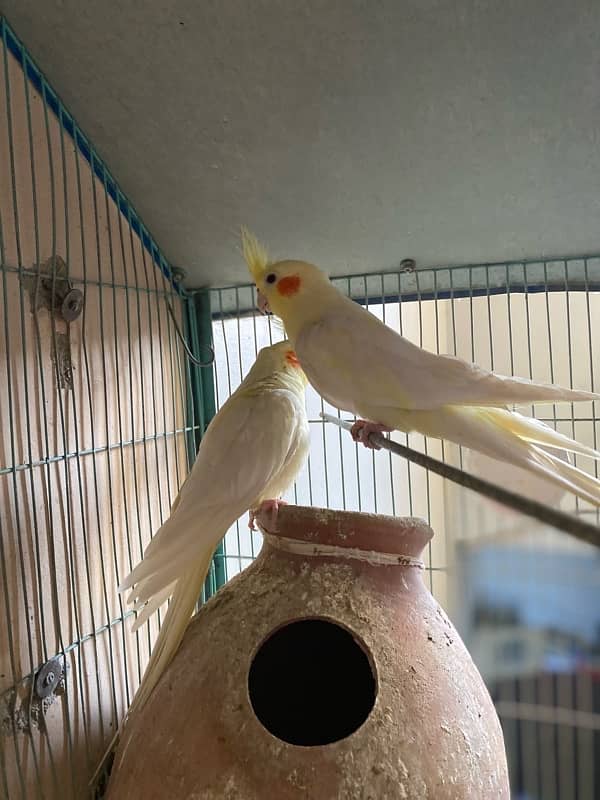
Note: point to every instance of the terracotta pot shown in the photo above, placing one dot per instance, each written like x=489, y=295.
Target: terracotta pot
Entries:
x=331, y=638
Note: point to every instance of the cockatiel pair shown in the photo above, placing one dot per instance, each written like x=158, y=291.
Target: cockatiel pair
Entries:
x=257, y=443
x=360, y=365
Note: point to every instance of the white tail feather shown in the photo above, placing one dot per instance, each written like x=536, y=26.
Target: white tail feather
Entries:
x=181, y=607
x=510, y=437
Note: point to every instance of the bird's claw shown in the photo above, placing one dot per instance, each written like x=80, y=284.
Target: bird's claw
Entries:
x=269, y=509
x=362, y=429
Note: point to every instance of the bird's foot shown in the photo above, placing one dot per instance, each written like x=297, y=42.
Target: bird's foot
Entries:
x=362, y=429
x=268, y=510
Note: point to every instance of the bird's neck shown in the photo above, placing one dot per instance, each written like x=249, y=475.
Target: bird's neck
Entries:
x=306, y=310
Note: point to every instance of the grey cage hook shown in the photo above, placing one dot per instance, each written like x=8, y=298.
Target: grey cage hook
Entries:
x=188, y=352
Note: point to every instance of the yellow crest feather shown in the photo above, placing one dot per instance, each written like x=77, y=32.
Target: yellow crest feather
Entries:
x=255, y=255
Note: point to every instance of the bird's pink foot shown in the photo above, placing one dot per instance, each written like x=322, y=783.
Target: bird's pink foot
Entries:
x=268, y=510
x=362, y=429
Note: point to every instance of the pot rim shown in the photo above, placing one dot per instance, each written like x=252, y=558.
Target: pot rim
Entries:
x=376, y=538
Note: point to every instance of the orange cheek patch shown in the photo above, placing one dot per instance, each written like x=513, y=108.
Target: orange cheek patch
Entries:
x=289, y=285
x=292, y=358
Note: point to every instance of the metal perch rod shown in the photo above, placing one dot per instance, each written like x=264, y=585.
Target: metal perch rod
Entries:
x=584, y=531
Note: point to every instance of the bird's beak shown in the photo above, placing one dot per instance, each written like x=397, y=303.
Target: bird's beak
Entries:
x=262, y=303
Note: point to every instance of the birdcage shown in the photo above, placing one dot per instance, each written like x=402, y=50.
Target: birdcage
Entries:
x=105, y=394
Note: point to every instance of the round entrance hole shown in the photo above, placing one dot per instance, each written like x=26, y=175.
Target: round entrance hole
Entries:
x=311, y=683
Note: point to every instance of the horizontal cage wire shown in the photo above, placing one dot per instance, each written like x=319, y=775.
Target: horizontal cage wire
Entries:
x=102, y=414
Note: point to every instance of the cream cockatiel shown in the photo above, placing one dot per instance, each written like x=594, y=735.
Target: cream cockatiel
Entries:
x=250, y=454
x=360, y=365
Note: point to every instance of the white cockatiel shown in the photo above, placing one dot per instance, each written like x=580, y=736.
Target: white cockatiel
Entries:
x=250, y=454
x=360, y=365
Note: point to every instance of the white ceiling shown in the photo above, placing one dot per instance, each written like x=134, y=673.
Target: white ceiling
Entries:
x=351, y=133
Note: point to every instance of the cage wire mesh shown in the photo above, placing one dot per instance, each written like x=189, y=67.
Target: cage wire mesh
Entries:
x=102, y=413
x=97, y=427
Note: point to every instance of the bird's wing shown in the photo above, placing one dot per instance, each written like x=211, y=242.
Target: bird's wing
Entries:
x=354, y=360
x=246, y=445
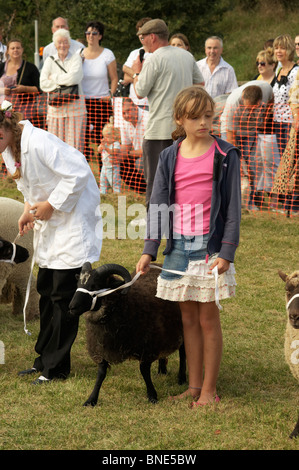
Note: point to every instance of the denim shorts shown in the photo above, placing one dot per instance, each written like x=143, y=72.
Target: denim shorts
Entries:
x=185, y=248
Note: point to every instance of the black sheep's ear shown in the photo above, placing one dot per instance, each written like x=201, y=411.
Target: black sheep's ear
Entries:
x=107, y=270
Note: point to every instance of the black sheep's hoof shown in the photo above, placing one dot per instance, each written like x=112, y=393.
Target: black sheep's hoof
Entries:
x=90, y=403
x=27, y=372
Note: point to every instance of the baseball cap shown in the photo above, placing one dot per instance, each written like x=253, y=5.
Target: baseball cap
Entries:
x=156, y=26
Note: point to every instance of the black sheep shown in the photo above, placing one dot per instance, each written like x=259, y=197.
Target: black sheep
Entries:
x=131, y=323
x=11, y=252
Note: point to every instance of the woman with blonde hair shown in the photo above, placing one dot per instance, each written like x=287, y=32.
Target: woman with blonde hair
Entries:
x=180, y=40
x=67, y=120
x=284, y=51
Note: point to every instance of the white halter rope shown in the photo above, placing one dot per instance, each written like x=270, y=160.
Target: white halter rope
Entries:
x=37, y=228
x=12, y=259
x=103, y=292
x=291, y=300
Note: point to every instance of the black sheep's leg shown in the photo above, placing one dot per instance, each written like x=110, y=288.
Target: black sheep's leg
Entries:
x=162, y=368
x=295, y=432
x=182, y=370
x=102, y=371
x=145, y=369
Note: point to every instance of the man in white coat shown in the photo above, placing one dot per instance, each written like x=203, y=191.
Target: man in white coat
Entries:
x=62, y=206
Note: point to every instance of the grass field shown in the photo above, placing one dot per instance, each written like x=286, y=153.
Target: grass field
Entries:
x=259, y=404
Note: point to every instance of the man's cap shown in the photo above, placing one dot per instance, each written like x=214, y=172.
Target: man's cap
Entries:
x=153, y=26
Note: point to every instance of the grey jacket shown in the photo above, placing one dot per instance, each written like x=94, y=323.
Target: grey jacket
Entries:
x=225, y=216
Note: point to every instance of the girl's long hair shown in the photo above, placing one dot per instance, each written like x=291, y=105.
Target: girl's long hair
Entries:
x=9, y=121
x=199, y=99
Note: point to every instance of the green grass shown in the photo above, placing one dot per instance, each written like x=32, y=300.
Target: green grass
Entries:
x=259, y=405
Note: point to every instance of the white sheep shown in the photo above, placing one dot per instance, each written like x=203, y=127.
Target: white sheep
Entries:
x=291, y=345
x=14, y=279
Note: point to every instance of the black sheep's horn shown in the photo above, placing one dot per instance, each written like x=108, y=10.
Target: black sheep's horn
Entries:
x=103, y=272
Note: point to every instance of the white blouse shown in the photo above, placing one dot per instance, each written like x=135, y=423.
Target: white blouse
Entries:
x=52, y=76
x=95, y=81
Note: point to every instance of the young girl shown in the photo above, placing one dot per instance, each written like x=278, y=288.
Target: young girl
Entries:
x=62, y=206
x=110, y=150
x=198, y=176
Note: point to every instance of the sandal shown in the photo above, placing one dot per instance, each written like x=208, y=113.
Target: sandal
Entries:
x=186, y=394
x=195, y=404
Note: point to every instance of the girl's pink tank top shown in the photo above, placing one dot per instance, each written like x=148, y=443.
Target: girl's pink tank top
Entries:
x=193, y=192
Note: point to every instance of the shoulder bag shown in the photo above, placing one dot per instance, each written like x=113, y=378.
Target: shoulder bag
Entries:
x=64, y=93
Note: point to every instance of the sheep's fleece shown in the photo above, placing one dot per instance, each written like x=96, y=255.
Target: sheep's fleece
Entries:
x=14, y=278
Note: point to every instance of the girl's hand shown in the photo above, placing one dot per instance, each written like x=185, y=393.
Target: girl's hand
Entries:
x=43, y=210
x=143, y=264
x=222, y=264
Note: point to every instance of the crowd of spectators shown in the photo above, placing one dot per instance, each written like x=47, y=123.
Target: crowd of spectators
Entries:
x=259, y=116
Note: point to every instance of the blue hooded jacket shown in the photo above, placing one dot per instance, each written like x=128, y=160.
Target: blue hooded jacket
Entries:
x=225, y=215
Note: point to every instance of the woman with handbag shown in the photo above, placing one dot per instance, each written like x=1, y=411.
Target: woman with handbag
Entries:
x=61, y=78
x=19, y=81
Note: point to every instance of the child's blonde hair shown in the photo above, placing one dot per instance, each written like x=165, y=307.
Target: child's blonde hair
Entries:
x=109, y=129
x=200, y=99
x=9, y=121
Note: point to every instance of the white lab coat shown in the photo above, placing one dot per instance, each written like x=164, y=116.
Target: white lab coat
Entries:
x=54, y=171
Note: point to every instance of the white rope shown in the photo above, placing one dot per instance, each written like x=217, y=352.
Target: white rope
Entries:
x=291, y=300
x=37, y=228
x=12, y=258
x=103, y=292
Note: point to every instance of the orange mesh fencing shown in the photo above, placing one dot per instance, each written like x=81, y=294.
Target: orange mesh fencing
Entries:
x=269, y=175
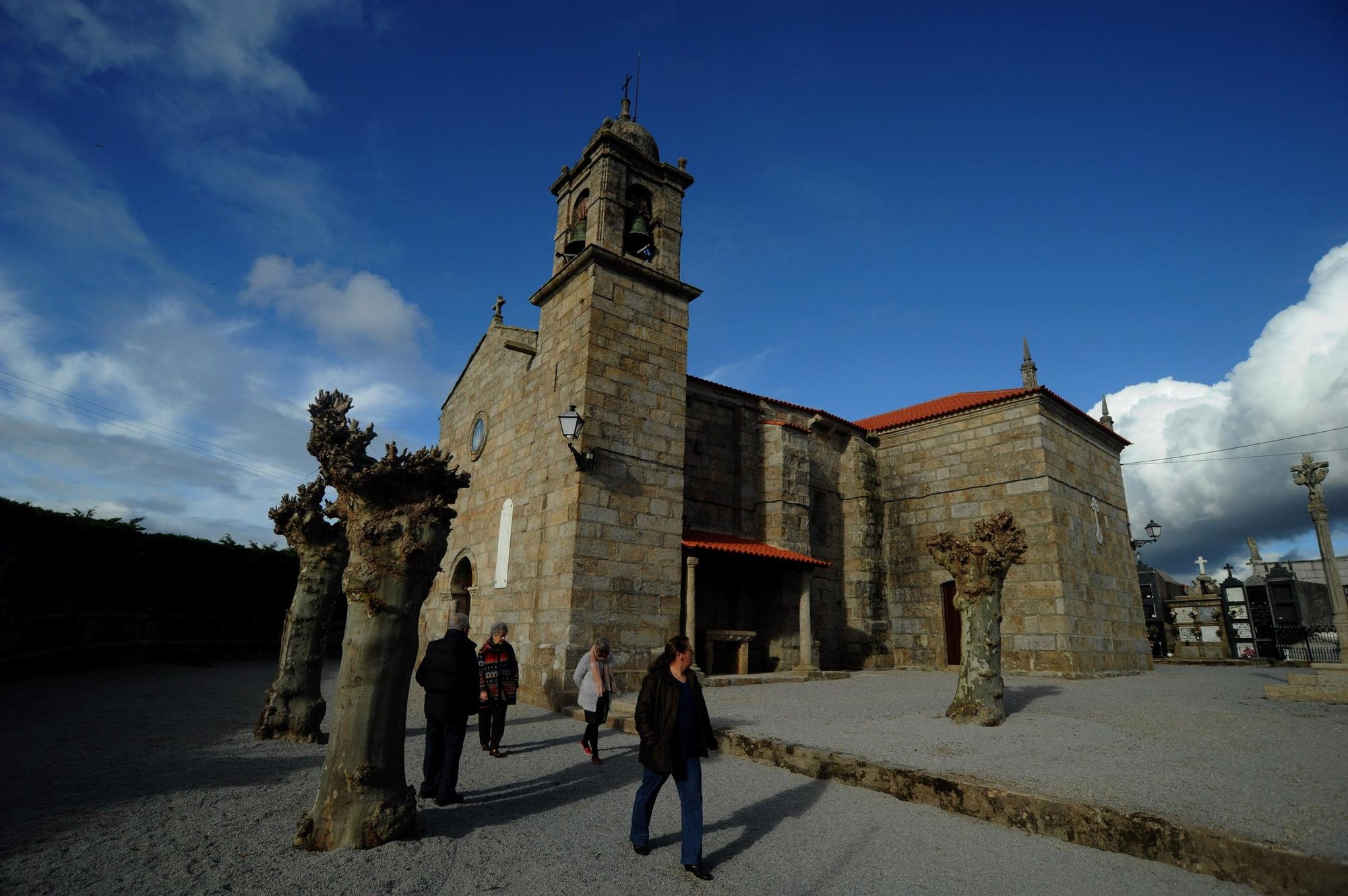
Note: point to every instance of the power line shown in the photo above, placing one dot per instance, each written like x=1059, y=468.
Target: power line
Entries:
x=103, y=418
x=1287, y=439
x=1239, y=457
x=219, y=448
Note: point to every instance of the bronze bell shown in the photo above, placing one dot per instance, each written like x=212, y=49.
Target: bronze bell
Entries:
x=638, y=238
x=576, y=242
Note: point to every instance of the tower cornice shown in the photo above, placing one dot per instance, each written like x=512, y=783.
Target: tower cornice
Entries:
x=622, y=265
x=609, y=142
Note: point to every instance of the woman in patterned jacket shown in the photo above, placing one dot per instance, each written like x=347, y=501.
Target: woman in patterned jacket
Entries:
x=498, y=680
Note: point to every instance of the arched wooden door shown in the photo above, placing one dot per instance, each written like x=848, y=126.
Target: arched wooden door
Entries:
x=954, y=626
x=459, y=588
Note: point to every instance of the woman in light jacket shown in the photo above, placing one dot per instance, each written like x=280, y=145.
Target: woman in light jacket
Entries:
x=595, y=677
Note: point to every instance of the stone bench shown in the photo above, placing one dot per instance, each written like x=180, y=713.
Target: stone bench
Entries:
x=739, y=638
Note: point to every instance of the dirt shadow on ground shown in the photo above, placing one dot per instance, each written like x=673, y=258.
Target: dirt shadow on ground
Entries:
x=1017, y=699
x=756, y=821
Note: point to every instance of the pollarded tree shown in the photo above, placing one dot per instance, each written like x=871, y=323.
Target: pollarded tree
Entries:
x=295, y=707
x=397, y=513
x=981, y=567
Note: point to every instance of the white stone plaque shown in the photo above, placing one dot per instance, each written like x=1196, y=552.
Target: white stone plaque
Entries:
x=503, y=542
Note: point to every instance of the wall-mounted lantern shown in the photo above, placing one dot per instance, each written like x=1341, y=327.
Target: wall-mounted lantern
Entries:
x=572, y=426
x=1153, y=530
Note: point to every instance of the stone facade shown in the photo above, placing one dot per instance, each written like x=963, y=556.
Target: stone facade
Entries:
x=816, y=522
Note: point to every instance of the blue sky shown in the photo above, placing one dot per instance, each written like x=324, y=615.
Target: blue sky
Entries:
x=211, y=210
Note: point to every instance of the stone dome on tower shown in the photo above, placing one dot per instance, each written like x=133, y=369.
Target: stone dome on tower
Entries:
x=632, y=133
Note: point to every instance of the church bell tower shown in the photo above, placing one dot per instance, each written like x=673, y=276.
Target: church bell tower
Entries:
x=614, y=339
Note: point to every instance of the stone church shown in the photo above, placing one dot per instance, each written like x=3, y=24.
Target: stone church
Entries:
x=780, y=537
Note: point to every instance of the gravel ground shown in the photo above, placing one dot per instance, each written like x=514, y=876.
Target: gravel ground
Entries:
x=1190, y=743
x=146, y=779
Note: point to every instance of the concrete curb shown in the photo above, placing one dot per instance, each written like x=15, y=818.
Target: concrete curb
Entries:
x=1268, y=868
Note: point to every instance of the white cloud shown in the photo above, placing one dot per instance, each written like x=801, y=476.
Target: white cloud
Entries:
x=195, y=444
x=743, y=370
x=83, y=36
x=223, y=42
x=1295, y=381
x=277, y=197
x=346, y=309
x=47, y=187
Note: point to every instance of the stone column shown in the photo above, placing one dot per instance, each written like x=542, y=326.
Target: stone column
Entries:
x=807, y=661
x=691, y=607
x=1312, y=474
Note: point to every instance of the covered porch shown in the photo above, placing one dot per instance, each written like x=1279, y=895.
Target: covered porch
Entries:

++++

Rewrite the listing above, starting at its beginning and ending at the line that contains "x=188, y=352", with every "grey" changed to "gray" and nothing else altered. Leave out the pictures.

Note: point to every instance of the terracotta pot shown in the photo above, placing one dot per instance, each written like x=489, y=295.
Target: terracotta pot
Entries:
x=331, y=638
Note: point to every instance of the cockatiel pair shown in the photo above, placing one dot per instance, each written like x=158, y=291.
Target: cockatiel pair
Entries:
x=257, y=443
x=360, y=365
Note: point to every instance of the white tail feather shown in the photo above, placing one dot per instance, each written like x=536, y=26.
Target: white tail feather
Entries:
x=181, y=607
x=510, y=437
Note: point to every instance of the bird's claw shown in the photo above, placing one dot per instance, each written like x=80, y=284.
Target: bird's claw
Entries:
x=269, y=509
x=362, y=429
Note: point to every instance of the bird's foot shown in the photo above, placing one dot per instance, each written like x=297, y=42.
Target: bird's foot
Entries:
x=362, y=429
x=268, y=510
Note: point to every instance of the bird's neck shown in the photo above, placing one dot per instance, each written like x=249, y=475.
Target: bird's neck
Entries:
x=306, y=310
Note: point to every instance of the gray cage hook shown in the photo above, placing one dot per instance, each written like x=8, y=298.
Target: gray cage hook
Entries:
x=188, y=352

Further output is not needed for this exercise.